Text passage >>
☆ ☆ ☆ ☆ ☆

First Seal Pups of the Season are Rescued in Scotland

Wednesday, July 8, 2009
Uckfield, East Sussex, UK
The first rescued seal pups of the season have been brought in to a seal rehabilitation unit near John O'Groats in the far north of Scotland.

The first pup was found on a busy beach near a caravan park in the Dornoch Firth. A marine mammal medic from British Divers Marine Life Rescue (BDMLR – www.bdmlr.org.uk ) responded to a call from the coastguard and went out to check on her and he was soon joined by an SSPCA officer. After sending images by mobile phone to the seal hospital to assess her condition it was agreed that she should be brought in.

The pup was driven two hours north to the seal unit where a pen had already been prepared for her. On arrival she was weighed at 8 kilos and put in a pen to cool down as it had been a very warm trip.

The initial vet check revealed that the pup was a female common or harbor seal of about two days old bearing signs that the umbilical cord had only recently been detached. She had no obvious injuries but was slightly dehydrated and her stomach was empty. Her teeth were just starting to come through at the front of her mouth.

The pup has been christened Freddy after Fred O’Regan, CEO of the International Fund for Animal Welfare
(IFAW– www.ifaw.org ). The group has contributed generously to the setting up and running costs of the seal rehabilitation unit.

Alan Knight, Chairman of BDMLR, said: “This little seal is likely to be the first of a number of stranded or abandoned pups that need our help in the coming weeks and months. If it wasn’t for IFAW’s support for the rehabilitation unit, we wouldn’t be able to rescue these animals in distress and give them the care they need before returning them to the wild.”

☆ ☆ ☆ ☆ ☆

Extracted material >>
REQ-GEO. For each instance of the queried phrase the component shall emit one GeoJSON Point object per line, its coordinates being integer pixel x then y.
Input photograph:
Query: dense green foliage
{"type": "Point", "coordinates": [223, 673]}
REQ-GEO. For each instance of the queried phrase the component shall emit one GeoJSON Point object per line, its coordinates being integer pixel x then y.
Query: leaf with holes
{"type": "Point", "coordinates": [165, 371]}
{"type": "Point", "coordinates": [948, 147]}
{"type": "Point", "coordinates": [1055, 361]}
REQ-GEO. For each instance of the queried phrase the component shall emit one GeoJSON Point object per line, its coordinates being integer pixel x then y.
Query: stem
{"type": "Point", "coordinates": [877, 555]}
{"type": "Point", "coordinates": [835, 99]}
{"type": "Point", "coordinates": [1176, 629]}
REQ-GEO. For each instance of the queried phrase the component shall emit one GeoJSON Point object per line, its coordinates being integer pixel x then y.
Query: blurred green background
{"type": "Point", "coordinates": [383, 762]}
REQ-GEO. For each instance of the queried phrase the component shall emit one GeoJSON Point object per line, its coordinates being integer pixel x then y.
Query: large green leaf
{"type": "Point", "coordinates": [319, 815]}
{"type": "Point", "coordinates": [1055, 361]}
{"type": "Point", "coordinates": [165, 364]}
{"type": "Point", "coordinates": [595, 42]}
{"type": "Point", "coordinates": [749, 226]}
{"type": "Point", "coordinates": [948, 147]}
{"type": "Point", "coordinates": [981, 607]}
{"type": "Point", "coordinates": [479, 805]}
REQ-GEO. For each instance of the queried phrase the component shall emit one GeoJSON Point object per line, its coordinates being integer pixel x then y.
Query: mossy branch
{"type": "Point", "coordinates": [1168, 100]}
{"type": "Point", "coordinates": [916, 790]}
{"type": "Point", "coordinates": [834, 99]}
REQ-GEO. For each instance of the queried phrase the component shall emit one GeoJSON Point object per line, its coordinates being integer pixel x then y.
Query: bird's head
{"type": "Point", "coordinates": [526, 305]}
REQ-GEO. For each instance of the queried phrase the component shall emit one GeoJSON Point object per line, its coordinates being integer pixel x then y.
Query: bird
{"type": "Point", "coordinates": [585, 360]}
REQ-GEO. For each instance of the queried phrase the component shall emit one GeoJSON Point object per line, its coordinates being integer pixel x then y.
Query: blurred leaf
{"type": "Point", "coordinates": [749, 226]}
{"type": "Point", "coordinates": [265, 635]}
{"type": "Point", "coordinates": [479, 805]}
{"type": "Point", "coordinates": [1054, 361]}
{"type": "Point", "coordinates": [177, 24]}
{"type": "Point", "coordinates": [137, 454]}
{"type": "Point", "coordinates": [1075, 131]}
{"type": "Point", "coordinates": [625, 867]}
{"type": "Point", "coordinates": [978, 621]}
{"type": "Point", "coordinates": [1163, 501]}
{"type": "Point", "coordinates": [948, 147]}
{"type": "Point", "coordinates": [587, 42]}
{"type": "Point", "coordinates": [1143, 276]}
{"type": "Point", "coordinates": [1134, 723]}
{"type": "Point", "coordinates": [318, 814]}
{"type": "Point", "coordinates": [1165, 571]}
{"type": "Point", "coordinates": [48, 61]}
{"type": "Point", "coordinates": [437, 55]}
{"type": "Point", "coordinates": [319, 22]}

☆ ☆ ☆ ☆ ☆

Problems to solve >>
#1 Answer these questions about the seal rescue article:
(a) Where was the first pup found?
(b) How much did the pup weigh when she arrived at the seal unit?
(c) Who was the pup named after?
#2 Say whether each statement agrees with the seal rescue article, and quote the words that decide it:
(a) The pup was about two weeks old.
(b) The pup was driven two hours north to the seal unit.
(c) The vet check found obvious injuries on the pup.
#3 Please continue the seal rescue article from where it stops.

Answers per task >>
#1
(a) On a busy beach near a caravan park in the Dornoch Firth.
(b) 8 kilos.
(c) Fred O'Regan, CEO of the International Fund for Animal Welfare.

#2
(a) No: "of about two days old"
(b) Yes: "The pup was driven two hours north to the seal unit"
(c) No: "She had no obvious injuries"

#3
There has been a sharp decline in the number of harbor seals around the British coastline. Between 2000 and 2007 the number found around the coast of Scotland and England declined by 56 per cent from 36,345 to 23,277.

The decline gives serious cause for concern: the harbor seal is protected under the EU Habitats directive and Scotland and the UK has a special responsibility to protect it. As one of the UK’s most popular marine mammals, the harbor seal is a great tourist attraction – a source of revenue that parts of Scotland are depending on more and more.

A second pup was brought into the unit on the same day that Freddy was admitted. It was also a female a few days older but much thinner and suffering from an eye infection. Once the blood test and the eye infection are clear both pups will be put together in one pen which will assist with their mental and physical development.